*** Data excerpts Section Begins ***

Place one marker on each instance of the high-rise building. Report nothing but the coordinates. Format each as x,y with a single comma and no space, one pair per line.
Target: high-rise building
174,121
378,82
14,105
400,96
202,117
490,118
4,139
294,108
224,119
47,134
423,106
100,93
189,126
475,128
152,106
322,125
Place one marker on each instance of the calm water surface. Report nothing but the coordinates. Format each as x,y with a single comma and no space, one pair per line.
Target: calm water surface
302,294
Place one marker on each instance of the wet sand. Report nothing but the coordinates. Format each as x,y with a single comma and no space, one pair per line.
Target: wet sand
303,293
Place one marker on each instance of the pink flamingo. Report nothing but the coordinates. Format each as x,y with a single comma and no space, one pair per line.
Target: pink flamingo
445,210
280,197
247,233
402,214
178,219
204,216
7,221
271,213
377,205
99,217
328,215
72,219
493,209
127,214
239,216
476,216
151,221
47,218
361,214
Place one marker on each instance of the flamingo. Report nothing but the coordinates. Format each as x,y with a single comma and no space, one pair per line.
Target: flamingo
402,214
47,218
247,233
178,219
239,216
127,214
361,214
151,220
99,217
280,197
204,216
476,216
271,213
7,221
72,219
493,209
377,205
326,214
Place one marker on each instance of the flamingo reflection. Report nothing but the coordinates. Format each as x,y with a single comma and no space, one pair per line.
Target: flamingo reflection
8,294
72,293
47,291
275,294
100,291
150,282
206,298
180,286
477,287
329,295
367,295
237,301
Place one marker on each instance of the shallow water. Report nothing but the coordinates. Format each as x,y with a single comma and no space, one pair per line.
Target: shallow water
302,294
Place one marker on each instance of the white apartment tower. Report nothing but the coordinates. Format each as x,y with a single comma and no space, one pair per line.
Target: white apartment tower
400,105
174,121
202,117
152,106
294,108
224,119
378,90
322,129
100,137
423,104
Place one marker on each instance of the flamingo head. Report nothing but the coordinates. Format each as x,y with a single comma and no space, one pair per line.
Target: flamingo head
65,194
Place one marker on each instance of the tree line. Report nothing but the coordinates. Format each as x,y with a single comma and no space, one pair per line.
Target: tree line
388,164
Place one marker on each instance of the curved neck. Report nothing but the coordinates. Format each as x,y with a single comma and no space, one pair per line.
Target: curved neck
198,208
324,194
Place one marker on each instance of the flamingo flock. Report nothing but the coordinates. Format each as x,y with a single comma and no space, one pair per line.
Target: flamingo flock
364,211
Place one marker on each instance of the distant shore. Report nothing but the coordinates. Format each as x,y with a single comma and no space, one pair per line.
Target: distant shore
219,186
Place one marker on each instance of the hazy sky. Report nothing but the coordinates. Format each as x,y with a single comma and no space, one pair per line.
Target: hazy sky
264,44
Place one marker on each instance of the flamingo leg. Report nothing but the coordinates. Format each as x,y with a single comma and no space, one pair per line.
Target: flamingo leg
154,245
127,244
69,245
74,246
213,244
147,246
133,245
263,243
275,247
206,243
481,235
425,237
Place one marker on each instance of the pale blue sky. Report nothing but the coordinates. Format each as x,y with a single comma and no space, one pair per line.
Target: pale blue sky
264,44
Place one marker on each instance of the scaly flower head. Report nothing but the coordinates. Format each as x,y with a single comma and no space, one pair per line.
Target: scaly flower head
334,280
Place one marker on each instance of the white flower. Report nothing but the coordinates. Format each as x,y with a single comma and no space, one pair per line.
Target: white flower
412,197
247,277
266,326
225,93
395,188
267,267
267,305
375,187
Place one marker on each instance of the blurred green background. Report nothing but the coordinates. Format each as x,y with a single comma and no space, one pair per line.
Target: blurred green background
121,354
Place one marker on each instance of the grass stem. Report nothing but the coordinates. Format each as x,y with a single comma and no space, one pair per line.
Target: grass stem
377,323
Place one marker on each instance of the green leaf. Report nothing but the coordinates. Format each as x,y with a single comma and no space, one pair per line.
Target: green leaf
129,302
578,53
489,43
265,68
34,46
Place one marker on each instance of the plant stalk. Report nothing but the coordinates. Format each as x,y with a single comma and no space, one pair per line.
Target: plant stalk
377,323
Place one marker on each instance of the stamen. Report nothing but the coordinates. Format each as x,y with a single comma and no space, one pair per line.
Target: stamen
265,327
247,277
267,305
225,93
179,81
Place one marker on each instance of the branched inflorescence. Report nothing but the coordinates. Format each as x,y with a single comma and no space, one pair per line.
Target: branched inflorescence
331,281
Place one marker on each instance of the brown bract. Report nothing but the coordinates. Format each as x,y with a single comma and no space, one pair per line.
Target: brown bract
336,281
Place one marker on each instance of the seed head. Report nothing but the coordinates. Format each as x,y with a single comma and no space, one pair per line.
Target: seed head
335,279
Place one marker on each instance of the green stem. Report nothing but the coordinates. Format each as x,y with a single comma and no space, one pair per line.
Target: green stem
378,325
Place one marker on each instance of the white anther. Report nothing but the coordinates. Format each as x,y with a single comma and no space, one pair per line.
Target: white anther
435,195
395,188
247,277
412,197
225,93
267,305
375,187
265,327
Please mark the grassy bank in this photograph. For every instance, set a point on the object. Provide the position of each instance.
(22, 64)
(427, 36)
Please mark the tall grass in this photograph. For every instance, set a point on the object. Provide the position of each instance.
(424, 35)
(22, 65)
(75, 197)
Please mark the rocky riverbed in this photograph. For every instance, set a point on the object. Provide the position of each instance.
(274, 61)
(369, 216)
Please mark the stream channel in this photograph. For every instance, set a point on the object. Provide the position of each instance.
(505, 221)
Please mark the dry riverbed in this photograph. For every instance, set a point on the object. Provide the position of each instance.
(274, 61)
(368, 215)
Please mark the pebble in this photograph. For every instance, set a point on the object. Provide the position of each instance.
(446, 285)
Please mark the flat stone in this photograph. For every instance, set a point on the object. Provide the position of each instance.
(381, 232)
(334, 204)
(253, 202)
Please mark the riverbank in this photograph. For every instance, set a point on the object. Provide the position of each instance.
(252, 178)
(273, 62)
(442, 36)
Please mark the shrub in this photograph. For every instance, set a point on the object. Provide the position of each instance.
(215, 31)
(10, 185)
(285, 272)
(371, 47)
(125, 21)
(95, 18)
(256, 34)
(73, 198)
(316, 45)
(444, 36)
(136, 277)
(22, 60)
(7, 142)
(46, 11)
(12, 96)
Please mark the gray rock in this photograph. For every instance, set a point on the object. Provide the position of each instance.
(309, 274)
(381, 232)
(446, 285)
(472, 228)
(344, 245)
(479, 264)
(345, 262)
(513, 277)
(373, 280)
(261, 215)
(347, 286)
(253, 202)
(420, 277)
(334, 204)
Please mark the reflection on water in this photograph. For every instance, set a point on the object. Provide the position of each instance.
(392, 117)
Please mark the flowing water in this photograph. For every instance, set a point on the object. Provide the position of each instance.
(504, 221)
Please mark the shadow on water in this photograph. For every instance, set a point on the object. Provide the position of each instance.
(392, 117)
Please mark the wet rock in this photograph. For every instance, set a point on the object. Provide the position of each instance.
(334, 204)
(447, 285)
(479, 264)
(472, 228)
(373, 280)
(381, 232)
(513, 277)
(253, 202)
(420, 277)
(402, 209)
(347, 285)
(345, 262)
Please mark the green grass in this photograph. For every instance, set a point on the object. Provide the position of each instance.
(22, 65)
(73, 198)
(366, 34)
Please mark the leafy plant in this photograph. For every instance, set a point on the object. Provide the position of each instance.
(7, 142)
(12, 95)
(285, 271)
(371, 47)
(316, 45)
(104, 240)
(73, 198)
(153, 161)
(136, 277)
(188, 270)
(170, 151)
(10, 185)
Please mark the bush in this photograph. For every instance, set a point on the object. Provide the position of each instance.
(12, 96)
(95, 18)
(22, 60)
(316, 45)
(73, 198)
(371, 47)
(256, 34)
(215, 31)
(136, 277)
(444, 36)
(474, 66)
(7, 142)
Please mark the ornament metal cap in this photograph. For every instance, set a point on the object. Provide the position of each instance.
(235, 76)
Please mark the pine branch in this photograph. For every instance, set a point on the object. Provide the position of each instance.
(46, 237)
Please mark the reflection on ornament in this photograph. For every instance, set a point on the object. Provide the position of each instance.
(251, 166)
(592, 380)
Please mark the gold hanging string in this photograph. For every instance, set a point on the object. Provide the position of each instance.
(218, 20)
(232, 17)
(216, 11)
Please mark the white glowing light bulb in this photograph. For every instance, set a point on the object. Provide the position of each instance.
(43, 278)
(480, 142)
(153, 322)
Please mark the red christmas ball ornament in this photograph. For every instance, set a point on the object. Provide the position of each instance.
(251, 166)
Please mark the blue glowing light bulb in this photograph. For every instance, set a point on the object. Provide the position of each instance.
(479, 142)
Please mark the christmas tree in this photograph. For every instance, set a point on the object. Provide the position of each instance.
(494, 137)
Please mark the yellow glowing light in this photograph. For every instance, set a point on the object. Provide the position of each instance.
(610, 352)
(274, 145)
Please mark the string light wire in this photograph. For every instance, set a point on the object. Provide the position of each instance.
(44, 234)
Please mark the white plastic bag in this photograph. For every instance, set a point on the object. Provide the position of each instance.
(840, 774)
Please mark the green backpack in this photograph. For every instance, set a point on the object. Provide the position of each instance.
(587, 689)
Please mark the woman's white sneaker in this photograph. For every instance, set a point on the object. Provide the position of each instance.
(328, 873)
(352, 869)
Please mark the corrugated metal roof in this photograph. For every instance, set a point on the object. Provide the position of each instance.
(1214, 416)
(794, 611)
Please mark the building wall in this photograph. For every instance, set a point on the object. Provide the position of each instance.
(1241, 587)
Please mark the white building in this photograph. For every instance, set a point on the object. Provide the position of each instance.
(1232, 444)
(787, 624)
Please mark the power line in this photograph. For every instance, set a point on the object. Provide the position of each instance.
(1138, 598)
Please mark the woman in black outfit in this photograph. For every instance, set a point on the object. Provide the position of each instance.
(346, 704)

*** Data excerpts Section Ends ***

Exercise aim » Reproduce the entries exactly, but only from their first line to the line holding "Place one marker on each instance of the flamingo.", with that last line kept.

Written reply »
Place one marker on each instance of the high-rise building. Report nothing but the coordinates. Format each as x,y with a single comma and no space, one pair per line.
Target: high-rise building
174,121
378,82
14,105
400,96
202,117
490,118
4,139
294,108
224,119
47,134
423,106
100,93
189,126
475,128
152,106
322,125
Place one marker on each instance of the calm water surface. Report nothing but the coordinates. Format each as x,y with a single comma and no space, one pair per line.
Target: calm water surface
302,294
Place one marker on each instance of the wet sand. Report nothing but the coordinates. Format each as x,y with a single comma and no space, one pair per line.
Target: wet sand
303,293
Place one marker on each instance of the pink flamingo. Report nothing but the coordinates. Format each as x,y with a single comma and no space, one pair per line.
Target: pink flamingo
445,210
280,197
247,233
402,214
178,219
204,216
7,221
271,213
377,205
99,217
328,215
72,219
493,209
127,214
239,216
476,216
151,221
47,218
361,214
Place one marker on each instance of the flamingo. Report nothing but the coordinates. Format each as x,y with a single comma and no space, one pair per line.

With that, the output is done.